Pull out every line of the rows below that contains the word "ceiling". Copy each one.
________________________
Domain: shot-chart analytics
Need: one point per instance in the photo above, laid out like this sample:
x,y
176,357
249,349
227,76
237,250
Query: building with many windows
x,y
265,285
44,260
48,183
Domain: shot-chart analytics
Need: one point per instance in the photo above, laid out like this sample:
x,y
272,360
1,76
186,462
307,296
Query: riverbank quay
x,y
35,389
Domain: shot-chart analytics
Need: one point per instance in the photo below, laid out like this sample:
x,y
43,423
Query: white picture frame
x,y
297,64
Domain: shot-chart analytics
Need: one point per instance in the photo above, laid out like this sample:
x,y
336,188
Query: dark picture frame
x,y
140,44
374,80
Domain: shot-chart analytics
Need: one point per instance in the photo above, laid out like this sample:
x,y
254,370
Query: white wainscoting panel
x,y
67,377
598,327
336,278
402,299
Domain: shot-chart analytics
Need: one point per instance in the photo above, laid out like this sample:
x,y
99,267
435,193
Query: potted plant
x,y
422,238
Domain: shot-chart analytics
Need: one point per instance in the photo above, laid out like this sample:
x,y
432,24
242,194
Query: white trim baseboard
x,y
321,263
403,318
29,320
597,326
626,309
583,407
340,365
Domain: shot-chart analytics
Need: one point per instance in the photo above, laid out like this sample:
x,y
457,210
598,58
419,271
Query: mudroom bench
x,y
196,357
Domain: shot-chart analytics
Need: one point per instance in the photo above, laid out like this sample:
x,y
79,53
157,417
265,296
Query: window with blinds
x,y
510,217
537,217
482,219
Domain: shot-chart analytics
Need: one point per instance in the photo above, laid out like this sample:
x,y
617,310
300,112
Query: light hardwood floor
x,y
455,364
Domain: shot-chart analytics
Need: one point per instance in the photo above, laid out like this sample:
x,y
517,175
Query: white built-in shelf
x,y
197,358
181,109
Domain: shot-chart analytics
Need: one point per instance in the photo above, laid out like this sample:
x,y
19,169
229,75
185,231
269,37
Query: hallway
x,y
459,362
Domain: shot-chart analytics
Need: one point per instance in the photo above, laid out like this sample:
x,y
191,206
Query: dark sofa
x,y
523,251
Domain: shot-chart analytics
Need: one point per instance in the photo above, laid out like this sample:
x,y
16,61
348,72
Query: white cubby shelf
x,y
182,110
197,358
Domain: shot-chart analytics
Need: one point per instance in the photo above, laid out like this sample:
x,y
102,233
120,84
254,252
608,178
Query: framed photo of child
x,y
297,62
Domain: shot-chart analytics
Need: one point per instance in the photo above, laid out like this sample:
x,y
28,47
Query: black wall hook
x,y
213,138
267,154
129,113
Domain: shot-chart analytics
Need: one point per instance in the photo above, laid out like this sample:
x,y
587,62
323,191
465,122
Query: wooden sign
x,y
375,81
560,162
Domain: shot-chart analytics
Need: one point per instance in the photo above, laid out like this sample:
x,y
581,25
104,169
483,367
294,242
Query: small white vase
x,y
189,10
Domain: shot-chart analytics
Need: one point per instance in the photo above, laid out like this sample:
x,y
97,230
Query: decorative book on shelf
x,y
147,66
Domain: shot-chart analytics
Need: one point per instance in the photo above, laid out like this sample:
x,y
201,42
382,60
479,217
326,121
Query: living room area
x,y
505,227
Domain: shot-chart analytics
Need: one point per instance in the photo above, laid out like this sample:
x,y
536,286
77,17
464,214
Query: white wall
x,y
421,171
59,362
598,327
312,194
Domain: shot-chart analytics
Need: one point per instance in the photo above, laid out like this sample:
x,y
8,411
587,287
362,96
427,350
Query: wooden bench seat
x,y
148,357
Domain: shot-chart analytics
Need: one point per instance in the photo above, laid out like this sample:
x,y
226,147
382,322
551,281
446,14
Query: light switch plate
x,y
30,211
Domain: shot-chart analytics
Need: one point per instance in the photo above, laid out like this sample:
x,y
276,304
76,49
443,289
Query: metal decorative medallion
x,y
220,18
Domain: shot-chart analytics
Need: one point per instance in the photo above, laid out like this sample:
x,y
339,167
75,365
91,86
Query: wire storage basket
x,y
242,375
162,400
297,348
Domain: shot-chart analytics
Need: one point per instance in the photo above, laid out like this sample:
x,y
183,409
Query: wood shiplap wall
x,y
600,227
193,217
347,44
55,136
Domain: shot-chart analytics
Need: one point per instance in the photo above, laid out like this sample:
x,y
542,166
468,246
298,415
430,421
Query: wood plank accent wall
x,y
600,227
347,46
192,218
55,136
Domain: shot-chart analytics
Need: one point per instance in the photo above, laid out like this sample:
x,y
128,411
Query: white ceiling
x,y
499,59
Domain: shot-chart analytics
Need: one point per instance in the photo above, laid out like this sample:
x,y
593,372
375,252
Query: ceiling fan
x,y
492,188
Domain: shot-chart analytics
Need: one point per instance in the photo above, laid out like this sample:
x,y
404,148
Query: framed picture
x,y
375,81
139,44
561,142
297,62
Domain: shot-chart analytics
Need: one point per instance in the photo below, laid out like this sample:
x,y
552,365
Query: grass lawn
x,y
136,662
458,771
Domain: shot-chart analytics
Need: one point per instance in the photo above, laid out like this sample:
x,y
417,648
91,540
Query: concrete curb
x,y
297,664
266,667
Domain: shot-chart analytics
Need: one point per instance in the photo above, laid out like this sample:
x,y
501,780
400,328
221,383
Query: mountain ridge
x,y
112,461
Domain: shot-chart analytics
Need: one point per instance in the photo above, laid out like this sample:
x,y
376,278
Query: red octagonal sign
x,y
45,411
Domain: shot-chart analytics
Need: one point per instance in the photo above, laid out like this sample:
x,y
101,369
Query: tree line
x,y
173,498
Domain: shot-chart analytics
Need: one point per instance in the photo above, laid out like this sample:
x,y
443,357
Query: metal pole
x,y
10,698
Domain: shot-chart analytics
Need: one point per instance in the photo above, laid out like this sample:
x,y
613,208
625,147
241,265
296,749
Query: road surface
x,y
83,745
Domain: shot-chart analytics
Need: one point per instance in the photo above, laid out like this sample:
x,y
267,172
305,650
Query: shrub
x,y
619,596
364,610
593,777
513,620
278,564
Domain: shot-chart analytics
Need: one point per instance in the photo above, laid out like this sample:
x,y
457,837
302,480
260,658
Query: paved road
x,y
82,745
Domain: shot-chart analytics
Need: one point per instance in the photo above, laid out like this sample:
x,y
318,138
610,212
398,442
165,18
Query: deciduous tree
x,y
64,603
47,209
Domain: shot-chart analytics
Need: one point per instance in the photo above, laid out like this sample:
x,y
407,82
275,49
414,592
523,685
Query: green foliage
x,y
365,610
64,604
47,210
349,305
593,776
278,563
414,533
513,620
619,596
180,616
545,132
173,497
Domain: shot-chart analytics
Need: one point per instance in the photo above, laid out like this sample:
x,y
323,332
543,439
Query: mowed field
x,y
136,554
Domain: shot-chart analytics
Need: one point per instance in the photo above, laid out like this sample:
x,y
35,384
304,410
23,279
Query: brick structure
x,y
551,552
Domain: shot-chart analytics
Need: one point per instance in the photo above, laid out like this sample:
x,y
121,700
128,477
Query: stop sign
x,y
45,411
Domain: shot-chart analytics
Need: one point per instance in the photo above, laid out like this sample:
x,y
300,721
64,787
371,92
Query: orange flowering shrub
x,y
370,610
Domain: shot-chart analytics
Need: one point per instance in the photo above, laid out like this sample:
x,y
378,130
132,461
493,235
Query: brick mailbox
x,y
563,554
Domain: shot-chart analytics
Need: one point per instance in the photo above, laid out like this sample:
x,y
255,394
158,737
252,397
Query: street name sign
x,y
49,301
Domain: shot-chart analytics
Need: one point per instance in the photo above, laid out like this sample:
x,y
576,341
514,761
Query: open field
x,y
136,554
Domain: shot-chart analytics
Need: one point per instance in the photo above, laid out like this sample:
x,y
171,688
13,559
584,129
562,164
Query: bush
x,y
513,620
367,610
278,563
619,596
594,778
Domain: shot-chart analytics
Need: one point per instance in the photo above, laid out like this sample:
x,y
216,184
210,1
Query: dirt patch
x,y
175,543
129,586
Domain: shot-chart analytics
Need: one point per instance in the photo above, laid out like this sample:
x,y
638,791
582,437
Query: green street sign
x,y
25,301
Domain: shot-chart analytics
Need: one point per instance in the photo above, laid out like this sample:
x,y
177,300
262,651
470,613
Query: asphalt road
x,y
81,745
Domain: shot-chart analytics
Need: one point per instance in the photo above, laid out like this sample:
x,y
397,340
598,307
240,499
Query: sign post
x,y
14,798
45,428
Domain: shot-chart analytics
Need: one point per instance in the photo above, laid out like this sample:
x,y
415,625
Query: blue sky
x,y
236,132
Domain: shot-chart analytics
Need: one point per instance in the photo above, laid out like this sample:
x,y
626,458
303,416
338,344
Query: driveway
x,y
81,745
________________________
THE RESPONSE:
Query: white ceiling
Query: ceiling fan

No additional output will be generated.